**LATIHAN SINGKAT A**. Ringkaslah tulisan tentang menonton Star Trek di bawah ini dalam dua kalimat.
**LATIHAN SINGKAT B**. Teruskan tulisan tentang menonton Star Trek bersama Yuska dan Miko di bawah ini, mulai dari bagian terakhirnya.
### KUTIPAN TEKS ###
Akhirnya, Sabtu kemarin gue menyempatkan diri untuk menonton Star Trek bareng Yuska dan Miko. Setelah sehari sebelumnya mencoba mengsinkronkan tempat nonton, waktu nonton dan jadwal kami bertiga. Akhirnya, setelah menghabiskan puluhan sms, tercapailah kesepakatan kalau kami akan nonton di Djakarta Theater. Fiuh.
Tapi setelah ketemu Miko (dan Yuska 20 menit kemudian! Serius yah, rumah gue paling jauh di sini!) di Starbucks Sarinah, kesusahan itu terlupakan (dan rela dijalankan lagi). Senangnya ketemu mahluk-mahluk ini. Rasanya terakhir kami bertemu itu, sekitar 1 bulan yang lalu?! (Benar tak yah?)
Makan malam bareng di Hongkong cafe, lalu nonton bareng di Djakarta Theater. Duduk di barisan yang mantap walau gue agak-agak sedikit terganggu dengan sedikit panas di dalam biskop.
### BAHAN YANG DISEDIAKAN ###
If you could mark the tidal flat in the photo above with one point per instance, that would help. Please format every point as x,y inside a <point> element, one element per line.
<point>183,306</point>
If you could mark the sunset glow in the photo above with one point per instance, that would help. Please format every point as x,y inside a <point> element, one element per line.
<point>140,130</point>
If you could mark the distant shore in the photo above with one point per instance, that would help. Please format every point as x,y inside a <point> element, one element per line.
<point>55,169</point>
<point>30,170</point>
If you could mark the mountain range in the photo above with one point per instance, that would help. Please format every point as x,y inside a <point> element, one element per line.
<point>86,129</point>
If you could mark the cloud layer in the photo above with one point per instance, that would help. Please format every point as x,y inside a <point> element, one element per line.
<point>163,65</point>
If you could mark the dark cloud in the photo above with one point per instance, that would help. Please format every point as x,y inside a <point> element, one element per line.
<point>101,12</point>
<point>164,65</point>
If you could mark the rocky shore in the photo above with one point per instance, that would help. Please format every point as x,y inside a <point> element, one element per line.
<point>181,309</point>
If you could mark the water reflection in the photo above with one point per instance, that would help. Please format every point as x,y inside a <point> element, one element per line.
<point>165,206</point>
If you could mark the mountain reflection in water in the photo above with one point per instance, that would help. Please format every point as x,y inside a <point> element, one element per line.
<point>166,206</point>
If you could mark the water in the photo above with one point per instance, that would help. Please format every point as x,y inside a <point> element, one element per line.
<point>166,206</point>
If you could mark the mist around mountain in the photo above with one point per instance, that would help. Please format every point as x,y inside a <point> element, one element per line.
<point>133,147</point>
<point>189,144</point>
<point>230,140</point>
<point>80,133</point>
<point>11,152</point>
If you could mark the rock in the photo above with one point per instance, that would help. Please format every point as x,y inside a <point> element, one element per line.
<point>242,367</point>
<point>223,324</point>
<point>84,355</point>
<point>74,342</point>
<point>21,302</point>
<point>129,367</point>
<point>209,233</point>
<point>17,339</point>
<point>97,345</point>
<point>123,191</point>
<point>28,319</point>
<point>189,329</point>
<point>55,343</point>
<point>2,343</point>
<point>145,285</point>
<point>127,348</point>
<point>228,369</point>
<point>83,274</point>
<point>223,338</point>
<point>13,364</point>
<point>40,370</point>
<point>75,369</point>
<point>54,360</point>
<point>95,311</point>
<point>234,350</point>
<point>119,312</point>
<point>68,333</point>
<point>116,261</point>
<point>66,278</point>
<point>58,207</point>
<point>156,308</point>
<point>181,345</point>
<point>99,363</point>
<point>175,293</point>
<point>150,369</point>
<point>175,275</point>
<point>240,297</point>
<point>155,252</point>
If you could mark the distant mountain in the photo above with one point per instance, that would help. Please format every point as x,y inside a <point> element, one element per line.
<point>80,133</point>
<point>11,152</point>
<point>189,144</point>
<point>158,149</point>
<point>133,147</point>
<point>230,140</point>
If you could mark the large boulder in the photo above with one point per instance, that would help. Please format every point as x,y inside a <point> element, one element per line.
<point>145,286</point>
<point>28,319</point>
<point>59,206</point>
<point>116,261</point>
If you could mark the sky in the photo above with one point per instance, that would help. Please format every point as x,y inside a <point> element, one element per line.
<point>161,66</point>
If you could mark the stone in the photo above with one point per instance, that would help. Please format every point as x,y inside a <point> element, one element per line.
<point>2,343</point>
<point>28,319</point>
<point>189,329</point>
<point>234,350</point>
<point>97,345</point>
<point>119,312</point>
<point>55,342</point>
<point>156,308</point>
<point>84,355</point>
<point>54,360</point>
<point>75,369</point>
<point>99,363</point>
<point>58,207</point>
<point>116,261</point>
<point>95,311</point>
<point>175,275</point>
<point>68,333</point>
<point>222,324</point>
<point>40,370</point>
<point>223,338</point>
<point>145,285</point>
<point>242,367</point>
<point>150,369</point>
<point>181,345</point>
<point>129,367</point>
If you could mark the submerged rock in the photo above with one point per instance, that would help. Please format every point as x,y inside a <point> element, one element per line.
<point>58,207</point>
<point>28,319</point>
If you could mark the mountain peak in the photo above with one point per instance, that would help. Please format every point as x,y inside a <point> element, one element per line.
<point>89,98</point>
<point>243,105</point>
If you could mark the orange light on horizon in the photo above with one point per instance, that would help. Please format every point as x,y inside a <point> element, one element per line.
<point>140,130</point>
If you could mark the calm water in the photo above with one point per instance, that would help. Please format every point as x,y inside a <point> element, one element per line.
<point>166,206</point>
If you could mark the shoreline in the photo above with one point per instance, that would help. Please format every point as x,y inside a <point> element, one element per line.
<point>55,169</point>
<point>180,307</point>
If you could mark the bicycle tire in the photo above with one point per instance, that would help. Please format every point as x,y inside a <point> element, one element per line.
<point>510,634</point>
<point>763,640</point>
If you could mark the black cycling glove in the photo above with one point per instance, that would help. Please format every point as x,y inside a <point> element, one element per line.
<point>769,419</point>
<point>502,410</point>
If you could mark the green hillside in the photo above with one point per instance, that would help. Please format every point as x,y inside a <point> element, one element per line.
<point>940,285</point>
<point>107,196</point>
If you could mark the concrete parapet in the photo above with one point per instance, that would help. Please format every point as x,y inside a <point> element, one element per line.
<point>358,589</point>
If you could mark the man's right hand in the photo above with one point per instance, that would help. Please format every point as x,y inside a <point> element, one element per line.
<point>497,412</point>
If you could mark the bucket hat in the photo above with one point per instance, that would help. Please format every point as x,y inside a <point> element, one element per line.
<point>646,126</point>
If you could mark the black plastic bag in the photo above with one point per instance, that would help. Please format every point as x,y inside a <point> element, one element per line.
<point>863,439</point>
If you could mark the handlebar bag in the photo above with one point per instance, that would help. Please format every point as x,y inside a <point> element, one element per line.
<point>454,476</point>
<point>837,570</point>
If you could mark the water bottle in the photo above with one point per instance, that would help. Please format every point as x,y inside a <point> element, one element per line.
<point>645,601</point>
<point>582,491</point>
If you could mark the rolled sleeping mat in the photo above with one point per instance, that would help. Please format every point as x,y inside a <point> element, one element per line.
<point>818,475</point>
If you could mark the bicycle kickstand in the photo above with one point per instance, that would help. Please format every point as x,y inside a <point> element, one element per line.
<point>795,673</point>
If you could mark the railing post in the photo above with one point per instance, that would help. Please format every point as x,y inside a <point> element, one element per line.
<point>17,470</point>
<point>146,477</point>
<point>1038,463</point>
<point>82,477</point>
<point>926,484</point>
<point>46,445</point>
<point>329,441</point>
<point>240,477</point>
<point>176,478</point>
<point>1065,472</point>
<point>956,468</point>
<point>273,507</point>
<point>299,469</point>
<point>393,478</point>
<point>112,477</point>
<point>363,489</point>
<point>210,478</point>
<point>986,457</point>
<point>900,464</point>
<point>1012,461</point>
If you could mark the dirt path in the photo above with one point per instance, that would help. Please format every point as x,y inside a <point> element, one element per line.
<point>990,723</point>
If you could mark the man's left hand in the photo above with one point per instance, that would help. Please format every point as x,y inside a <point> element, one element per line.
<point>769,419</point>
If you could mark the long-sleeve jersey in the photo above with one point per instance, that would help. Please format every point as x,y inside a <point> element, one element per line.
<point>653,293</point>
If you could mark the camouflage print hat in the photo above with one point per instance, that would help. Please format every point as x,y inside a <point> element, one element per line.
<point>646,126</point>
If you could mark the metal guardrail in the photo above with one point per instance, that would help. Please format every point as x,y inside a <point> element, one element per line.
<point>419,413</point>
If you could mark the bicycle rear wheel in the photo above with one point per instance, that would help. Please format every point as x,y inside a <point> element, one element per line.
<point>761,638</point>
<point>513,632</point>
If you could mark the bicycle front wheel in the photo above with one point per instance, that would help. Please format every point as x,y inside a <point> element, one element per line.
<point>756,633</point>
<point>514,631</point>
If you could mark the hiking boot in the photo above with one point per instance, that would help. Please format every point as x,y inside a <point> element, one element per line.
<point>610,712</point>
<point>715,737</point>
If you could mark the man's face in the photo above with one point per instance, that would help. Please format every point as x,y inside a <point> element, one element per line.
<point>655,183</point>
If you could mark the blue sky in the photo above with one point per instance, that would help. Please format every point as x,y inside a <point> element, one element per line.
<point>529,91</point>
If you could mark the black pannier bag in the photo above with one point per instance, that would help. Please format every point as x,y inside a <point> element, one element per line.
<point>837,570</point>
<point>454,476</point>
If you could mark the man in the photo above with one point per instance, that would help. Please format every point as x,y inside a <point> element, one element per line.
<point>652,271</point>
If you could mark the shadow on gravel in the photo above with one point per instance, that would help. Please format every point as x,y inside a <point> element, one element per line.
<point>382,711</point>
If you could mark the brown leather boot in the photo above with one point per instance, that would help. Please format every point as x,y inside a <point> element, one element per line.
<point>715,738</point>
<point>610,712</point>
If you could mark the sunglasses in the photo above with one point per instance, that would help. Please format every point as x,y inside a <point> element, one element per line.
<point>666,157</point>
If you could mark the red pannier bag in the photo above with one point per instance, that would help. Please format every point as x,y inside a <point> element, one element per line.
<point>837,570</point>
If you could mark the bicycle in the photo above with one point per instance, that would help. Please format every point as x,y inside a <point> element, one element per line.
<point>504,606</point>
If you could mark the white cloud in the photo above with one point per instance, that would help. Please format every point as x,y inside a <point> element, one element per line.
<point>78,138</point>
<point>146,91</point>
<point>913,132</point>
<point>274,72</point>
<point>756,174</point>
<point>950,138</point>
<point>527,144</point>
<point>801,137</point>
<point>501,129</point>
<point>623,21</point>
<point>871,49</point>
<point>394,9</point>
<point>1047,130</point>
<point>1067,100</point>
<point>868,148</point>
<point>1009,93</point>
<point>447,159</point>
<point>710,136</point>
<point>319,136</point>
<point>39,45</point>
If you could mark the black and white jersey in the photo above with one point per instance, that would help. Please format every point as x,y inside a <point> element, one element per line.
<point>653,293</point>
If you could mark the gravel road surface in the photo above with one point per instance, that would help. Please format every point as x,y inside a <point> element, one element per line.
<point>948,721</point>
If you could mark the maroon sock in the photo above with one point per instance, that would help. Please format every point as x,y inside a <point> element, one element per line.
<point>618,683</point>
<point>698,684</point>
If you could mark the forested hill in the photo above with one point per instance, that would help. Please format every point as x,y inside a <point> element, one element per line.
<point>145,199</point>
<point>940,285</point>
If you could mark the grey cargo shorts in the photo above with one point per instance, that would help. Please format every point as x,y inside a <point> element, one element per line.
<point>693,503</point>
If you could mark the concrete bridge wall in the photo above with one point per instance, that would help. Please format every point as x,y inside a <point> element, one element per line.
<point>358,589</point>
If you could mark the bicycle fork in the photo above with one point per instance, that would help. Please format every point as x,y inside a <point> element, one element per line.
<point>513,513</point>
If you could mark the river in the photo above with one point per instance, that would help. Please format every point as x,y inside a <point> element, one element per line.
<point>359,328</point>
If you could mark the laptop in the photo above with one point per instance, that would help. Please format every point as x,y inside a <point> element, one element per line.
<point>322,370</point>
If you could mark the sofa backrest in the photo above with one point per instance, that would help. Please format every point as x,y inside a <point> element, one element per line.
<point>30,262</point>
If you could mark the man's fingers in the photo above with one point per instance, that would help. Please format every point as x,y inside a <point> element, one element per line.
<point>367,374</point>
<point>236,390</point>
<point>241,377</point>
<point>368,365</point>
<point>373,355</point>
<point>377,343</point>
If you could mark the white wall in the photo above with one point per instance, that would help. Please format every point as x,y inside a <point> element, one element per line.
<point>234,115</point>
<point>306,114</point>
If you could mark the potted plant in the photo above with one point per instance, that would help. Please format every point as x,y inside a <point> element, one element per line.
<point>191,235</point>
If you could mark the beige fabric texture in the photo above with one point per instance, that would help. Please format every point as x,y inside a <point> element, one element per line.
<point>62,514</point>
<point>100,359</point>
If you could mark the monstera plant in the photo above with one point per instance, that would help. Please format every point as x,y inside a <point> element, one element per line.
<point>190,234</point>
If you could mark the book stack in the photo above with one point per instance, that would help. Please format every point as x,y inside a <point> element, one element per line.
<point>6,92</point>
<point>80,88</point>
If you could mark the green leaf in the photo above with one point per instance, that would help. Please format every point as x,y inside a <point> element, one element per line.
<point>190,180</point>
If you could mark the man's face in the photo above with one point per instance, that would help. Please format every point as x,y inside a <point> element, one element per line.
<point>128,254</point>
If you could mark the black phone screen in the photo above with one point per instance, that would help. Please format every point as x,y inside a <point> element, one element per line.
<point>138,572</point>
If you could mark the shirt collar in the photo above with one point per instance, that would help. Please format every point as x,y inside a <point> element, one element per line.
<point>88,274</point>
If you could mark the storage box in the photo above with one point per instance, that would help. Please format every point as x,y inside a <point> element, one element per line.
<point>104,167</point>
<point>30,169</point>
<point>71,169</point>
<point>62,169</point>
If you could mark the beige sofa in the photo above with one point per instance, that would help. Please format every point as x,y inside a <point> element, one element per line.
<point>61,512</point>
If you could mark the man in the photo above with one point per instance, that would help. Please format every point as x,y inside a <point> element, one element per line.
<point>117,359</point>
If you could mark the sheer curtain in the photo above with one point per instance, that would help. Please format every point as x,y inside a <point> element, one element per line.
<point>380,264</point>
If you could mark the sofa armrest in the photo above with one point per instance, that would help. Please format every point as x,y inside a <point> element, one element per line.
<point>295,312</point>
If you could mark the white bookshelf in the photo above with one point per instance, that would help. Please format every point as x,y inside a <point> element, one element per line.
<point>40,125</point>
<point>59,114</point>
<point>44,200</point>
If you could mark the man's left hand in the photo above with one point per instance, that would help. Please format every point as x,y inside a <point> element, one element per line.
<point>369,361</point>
###
**JAWABAN A**. Setelah puluhan SMS untuk menyepakati tempat dan waktu, penulis akhirnya menonton Star Trek bersama Yuska dan Miko di Djakarta Theater pada hari Sabtu. Mereka bertemu dulu di Starbucks Sarinah, makan malam di Hongkong Cafe, lalu menonton dari barisan kursi yang bagus walaupun bioskopnya agak panas.

**JAWABAN B**.
Film Star Trek sendiri buagus banget! Yah, ini agak-agak subjektif, karena gue sebelum nonton saja, sudah punya pendapat kalau film ini akan bagus dan benar saja, menurut gue bagus. Walau gue sedikit berharap kalau JJ. Abrams mau cerita lebih panjang tentang masa kecil Kirk, Spock atau bahkan tokoh-tokoh yang lain, seperti Uhura, Chekov, Scotty and McCoy.
Rasanya, JJ gak mau filmnya menjadi terlalu panjang dan dia gak mau mengubah terlalu banyak konsep dari serial TV ataupun film-film Star Trek lainnya. Gue gak mau ceritain kisahnya tentang apa, karena kalau misalnya pada belom nonton, jadi rugi dong!
Salah satu yang menyenangkan adalah melihat tokoh-tokoh yang pernah gue gandrungin dulu dalam keemasan yang lebih segar. Melihat Zachary Quinto menjadi Spock kok rasanya segar banget dan kesenangan itu makin bertambah-tambah ketika gue tahu ternyata Leonard Nimoy juga ikut berperan di film itu! Muantab abis!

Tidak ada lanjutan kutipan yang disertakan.